** GIVEN PROBLEM **
List each line in the listing below that contains the word "blue".

** SUPPLIED DATA **

■ ■ ■ ■ ■ ■ ■

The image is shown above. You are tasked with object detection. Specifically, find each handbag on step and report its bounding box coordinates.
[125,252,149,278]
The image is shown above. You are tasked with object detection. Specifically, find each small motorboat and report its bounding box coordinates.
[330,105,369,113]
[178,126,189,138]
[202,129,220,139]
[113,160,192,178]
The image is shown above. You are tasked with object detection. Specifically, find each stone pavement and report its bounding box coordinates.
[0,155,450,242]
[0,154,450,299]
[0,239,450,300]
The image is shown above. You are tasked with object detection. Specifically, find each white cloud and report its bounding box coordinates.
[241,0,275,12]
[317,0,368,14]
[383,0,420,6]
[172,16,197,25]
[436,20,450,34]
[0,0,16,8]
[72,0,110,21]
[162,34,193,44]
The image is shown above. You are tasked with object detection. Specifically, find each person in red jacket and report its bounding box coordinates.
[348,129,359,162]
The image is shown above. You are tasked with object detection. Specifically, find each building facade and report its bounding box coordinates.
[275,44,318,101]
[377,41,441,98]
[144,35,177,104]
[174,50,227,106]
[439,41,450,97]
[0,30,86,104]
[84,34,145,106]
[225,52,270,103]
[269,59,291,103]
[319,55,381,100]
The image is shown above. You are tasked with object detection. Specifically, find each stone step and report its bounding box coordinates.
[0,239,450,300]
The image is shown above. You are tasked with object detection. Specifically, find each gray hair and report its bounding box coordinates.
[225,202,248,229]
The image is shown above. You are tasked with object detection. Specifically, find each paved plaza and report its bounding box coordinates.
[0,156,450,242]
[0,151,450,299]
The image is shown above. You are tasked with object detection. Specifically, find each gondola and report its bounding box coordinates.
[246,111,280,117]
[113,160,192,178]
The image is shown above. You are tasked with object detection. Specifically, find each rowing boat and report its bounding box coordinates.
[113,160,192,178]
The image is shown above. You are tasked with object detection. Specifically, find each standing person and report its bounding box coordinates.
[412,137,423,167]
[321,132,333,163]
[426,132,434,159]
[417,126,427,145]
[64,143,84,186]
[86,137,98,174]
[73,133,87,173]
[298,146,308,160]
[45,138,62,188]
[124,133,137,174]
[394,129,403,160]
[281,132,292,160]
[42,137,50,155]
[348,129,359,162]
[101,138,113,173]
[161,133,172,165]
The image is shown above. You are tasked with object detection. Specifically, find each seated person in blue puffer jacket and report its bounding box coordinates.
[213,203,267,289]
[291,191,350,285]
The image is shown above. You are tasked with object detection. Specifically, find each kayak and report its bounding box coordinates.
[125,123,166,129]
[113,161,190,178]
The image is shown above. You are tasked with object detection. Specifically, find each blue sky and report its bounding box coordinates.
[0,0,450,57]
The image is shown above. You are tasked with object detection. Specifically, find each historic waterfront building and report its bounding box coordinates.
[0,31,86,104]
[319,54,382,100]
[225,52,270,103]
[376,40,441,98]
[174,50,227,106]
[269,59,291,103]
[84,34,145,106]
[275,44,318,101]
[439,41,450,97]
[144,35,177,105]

■ ■ ■ ■ ■ ■ ■

** ANSWER TO THIS PROBLEM **
The image is shown above. You are tasked with object detection. Specifically, find each seated person in blue puffer jacket and report its bounding box coordinates.
The image is shown above. You are tasked with object detection. Specifically, find each blue sky and report its bounding box coordinates.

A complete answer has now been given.